Work required →
Below are the records; give again exactly the lines that run from the one with "of the bare" through the last line.

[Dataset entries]
=== Section Start ===

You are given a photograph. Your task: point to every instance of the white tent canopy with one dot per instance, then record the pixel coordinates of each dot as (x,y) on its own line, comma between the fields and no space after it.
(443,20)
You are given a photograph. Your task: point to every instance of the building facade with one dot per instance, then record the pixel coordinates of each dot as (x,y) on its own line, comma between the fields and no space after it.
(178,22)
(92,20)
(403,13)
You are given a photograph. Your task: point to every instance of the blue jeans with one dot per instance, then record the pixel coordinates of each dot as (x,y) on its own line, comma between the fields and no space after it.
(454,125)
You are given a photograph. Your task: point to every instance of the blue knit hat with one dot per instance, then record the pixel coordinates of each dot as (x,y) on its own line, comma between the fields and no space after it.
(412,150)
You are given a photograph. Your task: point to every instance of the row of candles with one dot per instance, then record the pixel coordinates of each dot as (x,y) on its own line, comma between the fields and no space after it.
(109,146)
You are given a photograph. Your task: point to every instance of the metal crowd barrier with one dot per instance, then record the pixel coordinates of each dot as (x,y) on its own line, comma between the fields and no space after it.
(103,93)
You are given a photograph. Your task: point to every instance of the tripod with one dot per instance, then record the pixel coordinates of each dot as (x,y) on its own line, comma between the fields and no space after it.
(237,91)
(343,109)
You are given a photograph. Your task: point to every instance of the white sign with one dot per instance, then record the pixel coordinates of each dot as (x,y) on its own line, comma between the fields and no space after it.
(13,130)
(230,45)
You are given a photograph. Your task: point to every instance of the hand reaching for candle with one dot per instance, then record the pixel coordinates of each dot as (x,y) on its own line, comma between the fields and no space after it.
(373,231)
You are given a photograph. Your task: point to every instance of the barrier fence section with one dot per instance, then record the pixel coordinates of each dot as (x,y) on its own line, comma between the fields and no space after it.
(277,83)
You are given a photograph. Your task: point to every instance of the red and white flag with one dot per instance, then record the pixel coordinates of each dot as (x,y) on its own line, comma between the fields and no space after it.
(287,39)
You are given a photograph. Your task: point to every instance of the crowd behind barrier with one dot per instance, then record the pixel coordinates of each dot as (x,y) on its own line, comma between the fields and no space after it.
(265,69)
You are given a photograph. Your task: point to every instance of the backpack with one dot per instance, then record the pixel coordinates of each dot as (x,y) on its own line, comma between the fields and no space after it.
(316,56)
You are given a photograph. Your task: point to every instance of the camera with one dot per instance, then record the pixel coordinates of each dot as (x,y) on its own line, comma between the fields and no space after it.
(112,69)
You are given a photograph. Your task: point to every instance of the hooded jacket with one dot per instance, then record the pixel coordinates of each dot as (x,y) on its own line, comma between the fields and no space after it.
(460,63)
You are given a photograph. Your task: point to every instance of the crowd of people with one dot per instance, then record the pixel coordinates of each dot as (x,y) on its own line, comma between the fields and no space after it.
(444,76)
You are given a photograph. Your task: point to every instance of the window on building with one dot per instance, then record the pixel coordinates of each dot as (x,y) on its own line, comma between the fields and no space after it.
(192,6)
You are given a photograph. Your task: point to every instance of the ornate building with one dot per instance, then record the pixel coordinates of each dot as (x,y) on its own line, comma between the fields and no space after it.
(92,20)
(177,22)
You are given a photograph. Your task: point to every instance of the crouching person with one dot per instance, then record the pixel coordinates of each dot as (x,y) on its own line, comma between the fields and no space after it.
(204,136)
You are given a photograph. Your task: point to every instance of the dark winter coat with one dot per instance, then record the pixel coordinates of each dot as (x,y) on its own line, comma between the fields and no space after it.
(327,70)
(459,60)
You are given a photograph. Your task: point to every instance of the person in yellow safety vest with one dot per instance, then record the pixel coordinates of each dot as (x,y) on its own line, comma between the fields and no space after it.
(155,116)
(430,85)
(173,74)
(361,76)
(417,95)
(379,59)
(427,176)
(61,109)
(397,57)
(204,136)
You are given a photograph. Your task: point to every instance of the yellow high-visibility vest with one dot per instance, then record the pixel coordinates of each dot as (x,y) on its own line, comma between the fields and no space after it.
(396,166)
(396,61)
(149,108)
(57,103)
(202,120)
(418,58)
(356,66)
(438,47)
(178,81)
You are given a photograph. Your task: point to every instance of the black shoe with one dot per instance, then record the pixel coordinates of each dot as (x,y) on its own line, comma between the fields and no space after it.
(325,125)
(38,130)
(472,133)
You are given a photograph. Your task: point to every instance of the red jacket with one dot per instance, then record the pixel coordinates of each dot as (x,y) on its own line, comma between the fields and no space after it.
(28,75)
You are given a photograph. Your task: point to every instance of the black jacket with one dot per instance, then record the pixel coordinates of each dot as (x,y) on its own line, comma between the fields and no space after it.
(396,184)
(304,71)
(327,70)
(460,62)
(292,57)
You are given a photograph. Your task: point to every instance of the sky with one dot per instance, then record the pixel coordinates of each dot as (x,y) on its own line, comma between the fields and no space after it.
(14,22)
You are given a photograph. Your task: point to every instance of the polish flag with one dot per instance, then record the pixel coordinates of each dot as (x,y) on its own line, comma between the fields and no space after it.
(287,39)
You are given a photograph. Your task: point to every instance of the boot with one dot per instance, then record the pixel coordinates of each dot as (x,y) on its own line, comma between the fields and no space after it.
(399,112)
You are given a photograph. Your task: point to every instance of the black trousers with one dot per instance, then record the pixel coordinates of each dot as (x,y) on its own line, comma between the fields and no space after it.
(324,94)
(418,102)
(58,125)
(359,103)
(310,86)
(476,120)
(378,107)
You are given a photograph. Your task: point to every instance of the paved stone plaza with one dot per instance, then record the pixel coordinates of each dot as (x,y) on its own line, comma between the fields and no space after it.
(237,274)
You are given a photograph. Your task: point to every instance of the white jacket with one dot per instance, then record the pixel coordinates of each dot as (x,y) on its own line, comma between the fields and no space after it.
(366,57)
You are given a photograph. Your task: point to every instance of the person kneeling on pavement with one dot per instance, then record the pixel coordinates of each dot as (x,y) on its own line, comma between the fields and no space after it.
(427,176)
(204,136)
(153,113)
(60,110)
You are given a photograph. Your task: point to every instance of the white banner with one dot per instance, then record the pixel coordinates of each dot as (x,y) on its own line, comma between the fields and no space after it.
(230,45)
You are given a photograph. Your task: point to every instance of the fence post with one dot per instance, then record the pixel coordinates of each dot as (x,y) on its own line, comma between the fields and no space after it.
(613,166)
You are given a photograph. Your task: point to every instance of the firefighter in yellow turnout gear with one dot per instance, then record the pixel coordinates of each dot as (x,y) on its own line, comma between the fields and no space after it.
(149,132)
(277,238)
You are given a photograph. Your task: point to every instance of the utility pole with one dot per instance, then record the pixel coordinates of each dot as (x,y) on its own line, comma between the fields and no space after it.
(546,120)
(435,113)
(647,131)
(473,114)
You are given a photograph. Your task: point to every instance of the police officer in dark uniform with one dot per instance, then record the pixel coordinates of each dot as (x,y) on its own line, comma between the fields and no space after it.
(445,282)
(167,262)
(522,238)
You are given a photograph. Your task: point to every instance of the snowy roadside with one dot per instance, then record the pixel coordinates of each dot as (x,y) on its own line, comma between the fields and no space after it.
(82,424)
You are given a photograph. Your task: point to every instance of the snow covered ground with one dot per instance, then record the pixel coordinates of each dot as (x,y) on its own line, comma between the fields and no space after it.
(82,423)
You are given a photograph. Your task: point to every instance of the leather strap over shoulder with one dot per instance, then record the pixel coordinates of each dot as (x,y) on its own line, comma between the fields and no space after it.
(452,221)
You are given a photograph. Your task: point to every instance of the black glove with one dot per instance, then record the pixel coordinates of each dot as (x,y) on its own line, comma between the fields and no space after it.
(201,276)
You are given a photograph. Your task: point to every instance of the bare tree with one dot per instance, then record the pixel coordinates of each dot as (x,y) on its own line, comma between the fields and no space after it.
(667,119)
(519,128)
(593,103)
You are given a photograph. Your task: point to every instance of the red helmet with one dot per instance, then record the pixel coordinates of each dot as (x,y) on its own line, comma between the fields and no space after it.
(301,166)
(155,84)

=== Section End ===

Exercise answer →
You are given a photograph. Your task: point to every instance of the bare tree with one dot per instance, then record the pixel coordinates of each dot as (x,y) on its own line, comma between the fields and no space after it.
(667,119)
(519,128)
(593,103)
You are given a photograph. Your task: point to every instance of the red helmet with one dot per instance, then record the pixel coordinates of each dot as (x,y) on its own line, comma between the fields and no space after it.
(301,166)
(155,84)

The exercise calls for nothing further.